Extrait de page »
────────────────────

En effet, les notions de « mesure d’ordre intérieur » et de « décision prise en considération de la personne » ne doivent pas prêter à confusion.

La première concerne la recevabilité du recours et le refus d’accès au prétoire pour des décisions de faible importance.

La seconde est afférente au bienfondé de la requête et, s’agissant des fonctionnaires, concerne notamment le contrôle du droit d’obtenir la communication préalable de son dossier personnel.  

Cette différence de champ d’application explique que le juge, lorsqu’il examine la recevabilité du recours contre un changement d’affectation, écarte les motifs tirés de la considération de la personne pour se concentrer « exclusivement sur la gravité des effets » de la décision sur la situation du requérant (voir en ce sens conclusions de M. Gilles PELLISSIER, rapporteur public sous Conseil d’Etat, 25 septembre 2015, n° 372624).

────────────────────

Entrées de la collection »
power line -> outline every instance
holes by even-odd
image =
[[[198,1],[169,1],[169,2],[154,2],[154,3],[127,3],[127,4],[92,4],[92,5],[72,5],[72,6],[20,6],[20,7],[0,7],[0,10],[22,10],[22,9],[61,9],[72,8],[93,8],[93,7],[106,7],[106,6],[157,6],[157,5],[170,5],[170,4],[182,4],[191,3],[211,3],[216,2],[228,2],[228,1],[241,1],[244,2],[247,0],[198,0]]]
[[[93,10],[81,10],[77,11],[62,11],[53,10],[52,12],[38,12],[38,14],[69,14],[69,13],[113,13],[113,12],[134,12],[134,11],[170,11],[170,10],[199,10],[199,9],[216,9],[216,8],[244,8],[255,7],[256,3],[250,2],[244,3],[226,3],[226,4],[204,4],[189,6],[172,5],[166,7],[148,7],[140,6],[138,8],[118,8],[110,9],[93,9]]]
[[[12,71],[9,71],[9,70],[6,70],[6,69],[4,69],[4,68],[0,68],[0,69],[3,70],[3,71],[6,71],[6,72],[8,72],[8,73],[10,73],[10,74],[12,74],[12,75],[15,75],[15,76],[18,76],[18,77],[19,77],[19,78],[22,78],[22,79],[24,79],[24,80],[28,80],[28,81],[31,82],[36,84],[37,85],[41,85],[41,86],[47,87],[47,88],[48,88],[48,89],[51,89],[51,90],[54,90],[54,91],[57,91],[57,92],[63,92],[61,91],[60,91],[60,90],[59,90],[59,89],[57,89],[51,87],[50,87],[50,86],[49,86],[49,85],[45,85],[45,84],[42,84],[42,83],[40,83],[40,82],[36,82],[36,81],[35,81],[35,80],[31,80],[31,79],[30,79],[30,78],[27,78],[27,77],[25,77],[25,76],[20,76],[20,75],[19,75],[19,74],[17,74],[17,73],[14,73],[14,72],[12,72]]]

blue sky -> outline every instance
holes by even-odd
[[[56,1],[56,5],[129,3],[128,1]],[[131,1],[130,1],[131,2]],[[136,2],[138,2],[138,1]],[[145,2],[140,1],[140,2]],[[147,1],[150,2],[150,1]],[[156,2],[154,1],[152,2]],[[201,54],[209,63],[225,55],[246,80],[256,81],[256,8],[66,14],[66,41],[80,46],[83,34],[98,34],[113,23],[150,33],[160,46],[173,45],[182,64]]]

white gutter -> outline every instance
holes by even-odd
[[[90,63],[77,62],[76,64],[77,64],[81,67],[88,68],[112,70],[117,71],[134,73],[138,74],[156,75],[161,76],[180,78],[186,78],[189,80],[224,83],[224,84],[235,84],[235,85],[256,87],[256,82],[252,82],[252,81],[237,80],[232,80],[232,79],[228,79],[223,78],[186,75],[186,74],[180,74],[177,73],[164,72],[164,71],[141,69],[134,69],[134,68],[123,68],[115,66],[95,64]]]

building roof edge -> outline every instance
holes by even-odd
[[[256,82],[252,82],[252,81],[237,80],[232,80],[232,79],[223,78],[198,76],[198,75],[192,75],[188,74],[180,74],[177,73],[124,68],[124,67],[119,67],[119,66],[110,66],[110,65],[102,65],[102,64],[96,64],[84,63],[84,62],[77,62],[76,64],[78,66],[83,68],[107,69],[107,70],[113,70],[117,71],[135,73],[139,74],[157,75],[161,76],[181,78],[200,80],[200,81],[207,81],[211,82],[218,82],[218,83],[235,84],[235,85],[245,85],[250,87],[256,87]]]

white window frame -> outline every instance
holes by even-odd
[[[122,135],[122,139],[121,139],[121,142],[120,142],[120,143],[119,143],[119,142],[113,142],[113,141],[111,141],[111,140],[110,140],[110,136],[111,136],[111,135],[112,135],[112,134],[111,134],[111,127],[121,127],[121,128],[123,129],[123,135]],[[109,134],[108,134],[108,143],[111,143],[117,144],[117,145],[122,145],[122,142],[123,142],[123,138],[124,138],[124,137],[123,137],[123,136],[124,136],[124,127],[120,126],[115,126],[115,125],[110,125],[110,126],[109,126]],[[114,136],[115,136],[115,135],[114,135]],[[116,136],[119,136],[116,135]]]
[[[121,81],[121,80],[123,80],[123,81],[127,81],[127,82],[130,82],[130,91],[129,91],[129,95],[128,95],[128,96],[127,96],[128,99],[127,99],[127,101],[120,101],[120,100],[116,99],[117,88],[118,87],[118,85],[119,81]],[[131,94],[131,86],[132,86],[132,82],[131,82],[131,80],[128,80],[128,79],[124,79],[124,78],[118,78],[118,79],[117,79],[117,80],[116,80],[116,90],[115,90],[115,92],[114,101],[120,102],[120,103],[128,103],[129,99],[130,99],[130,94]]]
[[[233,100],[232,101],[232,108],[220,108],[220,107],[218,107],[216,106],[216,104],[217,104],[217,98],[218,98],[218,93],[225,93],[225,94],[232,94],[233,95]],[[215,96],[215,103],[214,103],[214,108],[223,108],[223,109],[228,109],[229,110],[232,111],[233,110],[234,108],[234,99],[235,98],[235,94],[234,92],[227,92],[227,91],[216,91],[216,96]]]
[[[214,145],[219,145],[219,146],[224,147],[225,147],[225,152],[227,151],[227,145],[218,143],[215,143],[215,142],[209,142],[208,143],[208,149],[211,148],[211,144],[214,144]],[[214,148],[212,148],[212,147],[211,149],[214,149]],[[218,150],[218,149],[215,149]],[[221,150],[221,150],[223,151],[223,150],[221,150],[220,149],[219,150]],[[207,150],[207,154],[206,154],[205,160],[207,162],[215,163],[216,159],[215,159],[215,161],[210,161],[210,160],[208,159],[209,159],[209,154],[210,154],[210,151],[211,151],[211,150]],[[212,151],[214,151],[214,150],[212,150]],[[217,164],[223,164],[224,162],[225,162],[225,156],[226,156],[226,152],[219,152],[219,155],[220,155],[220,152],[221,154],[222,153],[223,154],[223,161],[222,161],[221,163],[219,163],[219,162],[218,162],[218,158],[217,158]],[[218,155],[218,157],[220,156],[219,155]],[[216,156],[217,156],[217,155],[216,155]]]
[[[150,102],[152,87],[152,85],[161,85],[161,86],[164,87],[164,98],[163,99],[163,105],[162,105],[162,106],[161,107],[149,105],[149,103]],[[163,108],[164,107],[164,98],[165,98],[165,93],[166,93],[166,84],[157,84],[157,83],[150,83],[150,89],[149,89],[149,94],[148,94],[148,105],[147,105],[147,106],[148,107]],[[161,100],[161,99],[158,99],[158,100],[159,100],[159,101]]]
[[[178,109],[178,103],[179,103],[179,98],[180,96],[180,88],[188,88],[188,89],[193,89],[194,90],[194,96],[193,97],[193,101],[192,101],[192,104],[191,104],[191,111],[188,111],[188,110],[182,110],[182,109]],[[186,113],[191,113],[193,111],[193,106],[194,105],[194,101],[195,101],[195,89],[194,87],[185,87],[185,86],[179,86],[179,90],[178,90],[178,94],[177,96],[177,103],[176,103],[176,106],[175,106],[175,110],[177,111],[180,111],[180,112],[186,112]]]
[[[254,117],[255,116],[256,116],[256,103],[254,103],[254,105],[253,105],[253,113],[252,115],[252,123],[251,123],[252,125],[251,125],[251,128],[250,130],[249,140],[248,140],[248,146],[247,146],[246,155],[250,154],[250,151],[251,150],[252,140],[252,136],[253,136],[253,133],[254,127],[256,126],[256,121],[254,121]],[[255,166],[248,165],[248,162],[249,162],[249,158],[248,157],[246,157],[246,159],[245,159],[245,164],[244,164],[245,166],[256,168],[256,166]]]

────────────────────

Travail à réaliser »
(A) Répondez à ces questions sur l'extrait, une par ligne :
(i) Quel droit des fonctionnaires est cité à propos du bienfondé de la requête ?
(ii) Sur quoi le juge se concentre-t-il « exclusivement » lorsqu'il examine la recevabilité du recours contre un changement d'affectation ?
(iii) Quelle est la date de la décision du Conseil d'État mentionnée ?
(B) Mettez à jour l'extrait en commençant par « Cette différence de » et en poursuivant jusqu'à « 2015, n° 372624). », avec « demandeur » à la place de « requérant ».
Les entrées forment un matériau indépendant de l'extrait.

Réponses aux tâches »
(A)
(i) Le droit d'obtenir la communication préalable de son dossier personnel.
(ii) Sur la gravité des effets de la décision sur la situation du requérant.
(iii) Le 25 septembre 2015.

(B)
Cette différence de champ d’application explique que le juge, lorsqu’il examine la recevabilité du recours contre un changement d’affectation, écarte les motifs tirés de la considération de la personne pour se concentrer « exclusivement sur la gravité des effets » de la décision sur la situation du demandeur (voir en ce sens conclusions de M. Gilles PELLISSIER, rapporteur public sous Conseil d’Etat, 25 septembre 2015, n° 372624).